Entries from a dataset
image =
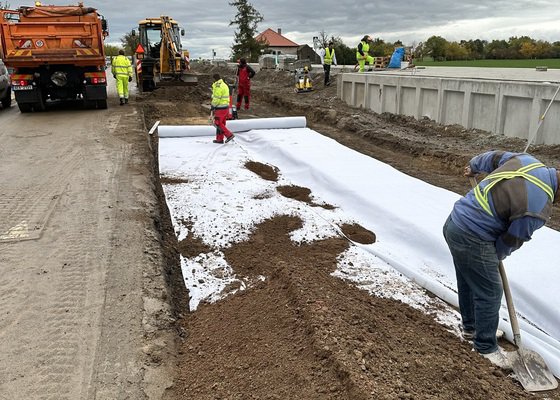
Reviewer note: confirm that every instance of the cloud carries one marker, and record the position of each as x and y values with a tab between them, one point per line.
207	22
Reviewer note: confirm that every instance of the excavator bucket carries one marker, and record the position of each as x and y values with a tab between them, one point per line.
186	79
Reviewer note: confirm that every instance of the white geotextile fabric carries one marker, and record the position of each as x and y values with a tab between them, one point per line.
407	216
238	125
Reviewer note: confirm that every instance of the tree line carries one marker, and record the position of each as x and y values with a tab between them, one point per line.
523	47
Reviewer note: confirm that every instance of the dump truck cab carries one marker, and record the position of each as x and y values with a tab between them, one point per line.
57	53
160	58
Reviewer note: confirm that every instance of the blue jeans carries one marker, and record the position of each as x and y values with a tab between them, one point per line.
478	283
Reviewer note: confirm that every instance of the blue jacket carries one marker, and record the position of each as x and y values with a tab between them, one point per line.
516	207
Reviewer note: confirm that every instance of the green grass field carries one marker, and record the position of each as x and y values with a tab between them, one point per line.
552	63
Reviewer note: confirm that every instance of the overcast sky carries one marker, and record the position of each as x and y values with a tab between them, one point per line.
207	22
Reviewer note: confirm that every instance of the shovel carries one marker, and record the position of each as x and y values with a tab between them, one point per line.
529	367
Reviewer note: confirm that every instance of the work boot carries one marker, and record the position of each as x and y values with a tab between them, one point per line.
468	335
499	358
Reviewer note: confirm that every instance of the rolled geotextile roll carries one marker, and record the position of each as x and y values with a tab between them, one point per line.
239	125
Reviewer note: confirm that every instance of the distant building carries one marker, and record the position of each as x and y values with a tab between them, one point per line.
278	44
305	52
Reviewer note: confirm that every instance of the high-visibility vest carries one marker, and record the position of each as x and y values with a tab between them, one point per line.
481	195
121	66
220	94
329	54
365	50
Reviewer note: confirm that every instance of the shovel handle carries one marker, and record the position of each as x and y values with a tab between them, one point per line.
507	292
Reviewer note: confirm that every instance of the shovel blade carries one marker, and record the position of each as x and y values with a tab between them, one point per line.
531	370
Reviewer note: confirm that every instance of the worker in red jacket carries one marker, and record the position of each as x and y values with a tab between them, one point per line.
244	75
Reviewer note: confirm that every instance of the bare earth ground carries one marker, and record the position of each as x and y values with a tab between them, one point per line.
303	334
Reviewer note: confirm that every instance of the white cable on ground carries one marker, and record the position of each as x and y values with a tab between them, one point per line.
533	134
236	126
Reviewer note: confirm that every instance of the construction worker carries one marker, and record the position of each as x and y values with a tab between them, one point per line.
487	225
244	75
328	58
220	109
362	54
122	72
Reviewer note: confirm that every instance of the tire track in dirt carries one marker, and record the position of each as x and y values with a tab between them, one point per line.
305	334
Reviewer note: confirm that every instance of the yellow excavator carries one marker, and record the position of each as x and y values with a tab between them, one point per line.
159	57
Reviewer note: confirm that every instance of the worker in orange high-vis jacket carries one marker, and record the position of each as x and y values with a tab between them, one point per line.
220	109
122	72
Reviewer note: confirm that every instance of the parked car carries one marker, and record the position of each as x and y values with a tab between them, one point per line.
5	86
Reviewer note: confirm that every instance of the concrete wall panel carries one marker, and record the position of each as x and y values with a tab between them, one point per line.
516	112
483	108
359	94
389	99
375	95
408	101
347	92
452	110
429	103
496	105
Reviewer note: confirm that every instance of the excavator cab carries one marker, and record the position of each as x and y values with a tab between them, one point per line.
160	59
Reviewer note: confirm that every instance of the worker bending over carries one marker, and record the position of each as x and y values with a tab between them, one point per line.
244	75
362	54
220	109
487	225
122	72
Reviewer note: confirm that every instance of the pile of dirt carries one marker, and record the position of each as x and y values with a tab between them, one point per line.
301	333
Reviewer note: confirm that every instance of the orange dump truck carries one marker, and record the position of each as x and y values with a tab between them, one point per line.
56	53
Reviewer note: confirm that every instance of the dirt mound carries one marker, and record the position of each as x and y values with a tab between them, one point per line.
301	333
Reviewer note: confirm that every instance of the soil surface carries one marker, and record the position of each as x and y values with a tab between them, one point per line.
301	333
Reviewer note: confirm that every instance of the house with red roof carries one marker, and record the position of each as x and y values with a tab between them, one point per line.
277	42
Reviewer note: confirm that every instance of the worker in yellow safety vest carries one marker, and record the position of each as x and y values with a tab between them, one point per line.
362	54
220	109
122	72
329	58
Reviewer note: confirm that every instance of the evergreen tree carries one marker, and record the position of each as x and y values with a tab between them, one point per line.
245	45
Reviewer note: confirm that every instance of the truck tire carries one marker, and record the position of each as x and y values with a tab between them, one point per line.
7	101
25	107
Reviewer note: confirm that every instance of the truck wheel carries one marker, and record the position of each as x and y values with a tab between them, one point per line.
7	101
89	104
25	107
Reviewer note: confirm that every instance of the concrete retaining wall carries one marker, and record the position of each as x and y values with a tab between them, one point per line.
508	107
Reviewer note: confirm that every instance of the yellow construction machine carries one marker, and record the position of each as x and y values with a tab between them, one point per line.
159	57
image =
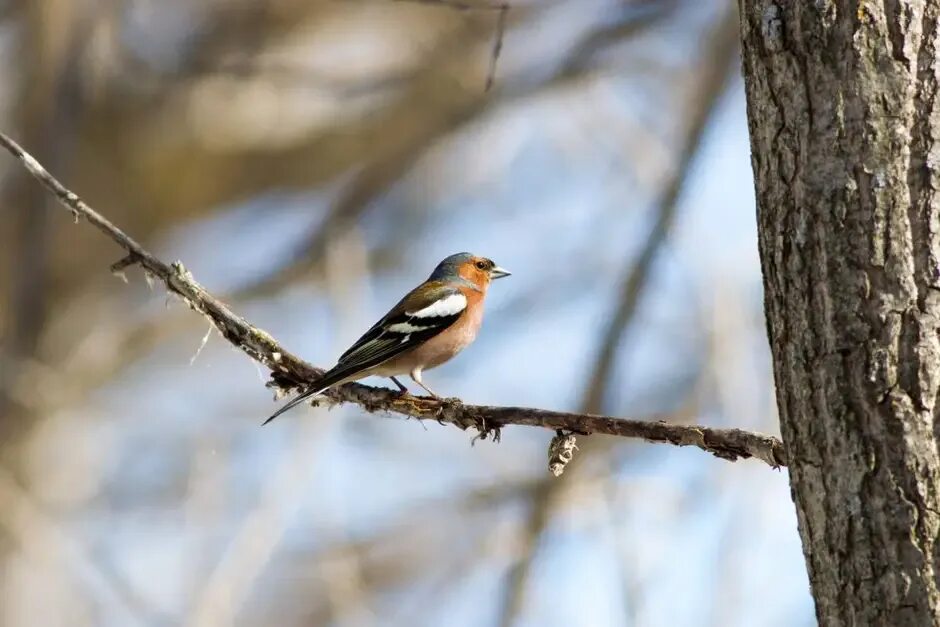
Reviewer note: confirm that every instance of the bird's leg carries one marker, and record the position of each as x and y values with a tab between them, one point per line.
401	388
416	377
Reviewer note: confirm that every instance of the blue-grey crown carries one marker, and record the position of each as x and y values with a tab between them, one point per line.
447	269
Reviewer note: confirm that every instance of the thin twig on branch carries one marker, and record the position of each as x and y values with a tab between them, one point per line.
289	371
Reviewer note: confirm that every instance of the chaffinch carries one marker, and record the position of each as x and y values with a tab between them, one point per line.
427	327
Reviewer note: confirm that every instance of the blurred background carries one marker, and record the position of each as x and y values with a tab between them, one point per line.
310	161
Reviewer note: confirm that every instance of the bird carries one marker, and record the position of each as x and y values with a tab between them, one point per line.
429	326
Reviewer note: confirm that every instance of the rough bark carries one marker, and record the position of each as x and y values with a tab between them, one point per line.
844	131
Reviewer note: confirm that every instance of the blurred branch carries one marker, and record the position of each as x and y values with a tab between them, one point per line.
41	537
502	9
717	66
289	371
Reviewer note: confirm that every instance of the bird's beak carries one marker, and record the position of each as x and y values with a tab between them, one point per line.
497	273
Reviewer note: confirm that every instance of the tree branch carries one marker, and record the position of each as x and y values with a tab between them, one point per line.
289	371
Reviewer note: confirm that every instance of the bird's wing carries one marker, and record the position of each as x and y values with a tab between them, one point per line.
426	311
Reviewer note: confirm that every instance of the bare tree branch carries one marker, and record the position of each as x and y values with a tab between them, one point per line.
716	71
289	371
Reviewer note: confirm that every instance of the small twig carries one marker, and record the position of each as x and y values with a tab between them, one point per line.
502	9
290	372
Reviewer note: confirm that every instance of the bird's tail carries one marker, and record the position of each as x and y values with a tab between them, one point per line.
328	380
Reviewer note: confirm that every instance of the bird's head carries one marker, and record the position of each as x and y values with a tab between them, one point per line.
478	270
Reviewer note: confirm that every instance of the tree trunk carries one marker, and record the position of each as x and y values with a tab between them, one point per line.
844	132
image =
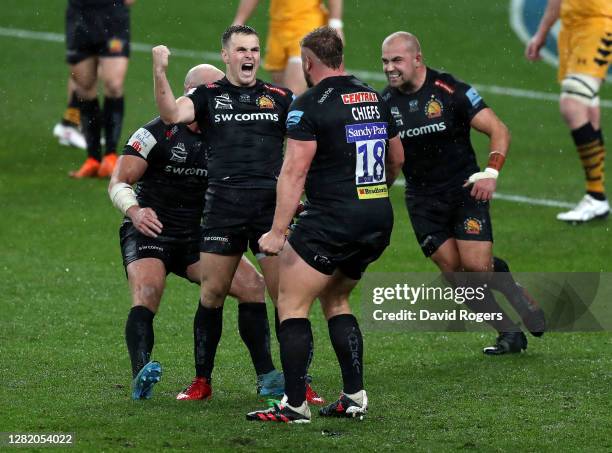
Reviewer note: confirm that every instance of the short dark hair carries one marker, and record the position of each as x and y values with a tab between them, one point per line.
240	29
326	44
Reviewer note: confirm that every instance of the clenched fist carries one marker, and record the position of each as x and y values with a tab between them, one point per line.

--- Work to be completed ---
Omit the pictures and write out the lines above from the one with "Reviewer note: confirm that every instance of the bird's head" through the last, unchanged.

--- Full solution ---
Reviewer note: confirm that every instance of the bird's head carries one marker, and record the position of each as x and y values with a tab between them, one point per line.
478	270
Reviewer note: confirm that every instance of the tree trunk carries one marker, and record the position of each as x and y values with a tab between them, one point per line.
844	132
image =
Reviewer note: confirm that every instance of the short dark hair carries one marker, and record the position of each as x and y values with a tab between them, one point per line.
240	29
326	44
Reviewer note: confirm that every instance of the clenched fist carries one marker, and record the position of each as x and y values with a tab between them, one point per line.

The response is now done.